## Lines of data
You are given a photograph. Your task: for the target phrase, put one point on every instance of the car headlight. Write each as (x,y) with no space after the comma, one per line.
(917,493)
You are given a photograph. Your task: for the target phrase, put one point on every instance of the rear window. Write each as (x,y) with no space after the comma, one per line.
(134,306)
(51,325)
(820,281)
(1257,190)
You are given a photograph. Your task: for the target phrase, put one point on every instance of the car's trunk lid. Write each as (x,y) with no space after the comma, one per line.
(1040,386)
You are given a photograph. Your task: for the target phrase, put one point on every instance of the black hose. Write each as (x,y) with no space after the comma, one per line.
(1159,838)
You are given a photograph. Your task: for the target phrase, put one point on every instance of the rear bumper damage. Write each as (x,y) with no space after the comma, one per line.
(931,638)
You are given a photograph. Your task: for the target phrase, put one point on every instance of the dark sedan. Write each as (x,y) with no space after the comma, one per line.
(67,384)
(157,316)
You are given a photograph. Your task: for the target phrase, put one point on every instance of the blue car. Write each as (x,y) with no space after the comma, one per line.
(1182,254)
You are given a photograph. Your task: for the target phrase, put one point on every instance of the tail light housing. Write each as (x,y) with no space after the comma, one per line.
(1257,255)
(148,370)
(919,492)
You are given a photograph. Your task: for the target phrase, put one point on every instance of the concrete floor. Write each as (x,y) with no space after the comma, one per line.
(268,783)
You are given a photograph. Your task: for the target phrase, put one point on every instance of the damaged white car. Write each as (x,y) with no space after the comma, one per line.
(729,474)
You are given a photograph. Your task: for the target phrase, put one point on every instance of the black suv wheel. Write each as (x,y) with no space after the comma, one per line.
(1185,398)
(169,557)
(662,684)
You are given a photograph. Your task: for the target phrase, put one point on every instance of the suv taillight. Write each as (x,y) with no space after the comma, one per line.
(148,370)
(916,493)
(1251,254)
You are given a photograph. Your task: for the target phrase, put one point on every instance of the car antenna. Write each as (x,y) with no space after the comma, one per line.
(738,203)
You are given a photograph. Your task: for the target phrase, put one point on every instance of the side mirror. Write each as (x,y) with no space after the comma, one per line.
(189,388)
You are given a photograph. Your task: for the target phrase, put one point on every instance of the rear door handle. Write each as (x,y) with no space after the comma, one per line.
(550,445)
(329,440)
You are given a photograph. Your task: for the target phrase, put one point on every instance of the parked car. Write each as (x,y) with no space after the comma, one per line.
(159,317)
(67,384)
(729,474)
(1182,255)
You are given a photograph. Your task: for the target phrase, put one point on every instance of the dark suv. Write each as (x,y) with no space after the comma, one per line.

## Directive
Retype every entry word for word.

## Finished answer
You are given a photograph. Your task: for the target phrase, put one point on every instance of the car headlight. Write each as (x,y) with no space after the comma, one per line.
(917,493)
You are given a photograph. Your task: for the target phrase, put one point on every instance of the rear window. Write each as (x,y) with no space after the comma, one per line.
(134,306)
(51,325)
(820,281)
(1257,190)
You are given a photograph. Your task: for the target phrase, put one point on every instance of the car's trunk lid. Write each as (x,y) with no space after the comma, one per line.
(1040,386)
You are given a photograph. Your task: for the target phrase, put one point on every instance of the black hose. Write each as (x,y) with no space after the comma, one per line.
(1159,838)
You are given a photograph. Your task: for the target phrase, put one point on every instance of the rear bumper damage. Write each as (x,y) with no space after the comma, one per line.
(931,638)
You are given a photograph. Your task: for the target phrase, put one point on every instance of the dark sedan. Write each as (x,y) with no space after the comma, one per line.
(67,384)
(157,316)
You are given a photograph. Your task: for the target phrase, put one point on every instance of the blue car. Write each as (x,y) with no space after the comma, one per line.
(1182,254)
You are given a photograph. Your task: for the target phrase, put one point on every instance of the tail light housing. Write each as (x,y) with no space after the comma, one per line.
(1257,255)
(148,370)
(919,492)
You are given a photograph. Your task: for the target phrase, put one point on every instance of the concrete floor. Write each as (x,y) with no space after the comma, one per line.
(268,783)
You are given a photograph. Your task: for the target phrase, put one point on every instance of the damaged white car. Write each as (x,y) with no space after the comma, one per line.
(729,474)
You are given a photograph. Your task: for the target phrase, put one point on every instance of the black suv wheel. Write each as (x,y) with no space after the comma, one per line.
(1185,398)
(169,557)
(662,684)
You are given a photograph. Your task: for the target phrase, put one point on every instance of the suv taillight. Write each as (x,y) with no space after the comma, one per line.
(148,370)
(916,493)
(1251,254)
You are given a photograph. Your task: for the target phrase, put one point on every instance of the car antenna. Write each as (x,y) with no space after the comma, one per line.
(738,203)
You are given a photograph. Your task: for the target phrase, put one point on every instance of the side mirror. Write each as (x,y) with no space after the comma, one per line.
(189,388)
You are given a photograph. Your task: for the target phrase, put one point on every instance of the rear door handle. Write each as (x,y) with no space after the comma, one per line.
(550,445)
(329,440)
You are given a photograph. Your task: for the target phrase, put one point on every instance of the parked car. Write each as (x,y) with no space after the comma, one per line.
(159,317)
(67,384)
(729,474)
(1182,255)
You are given a photograph. Your task: for the target phrase, put one point on every instance of the dark suv. Write each as (x,y) with no space after the comma, one per line.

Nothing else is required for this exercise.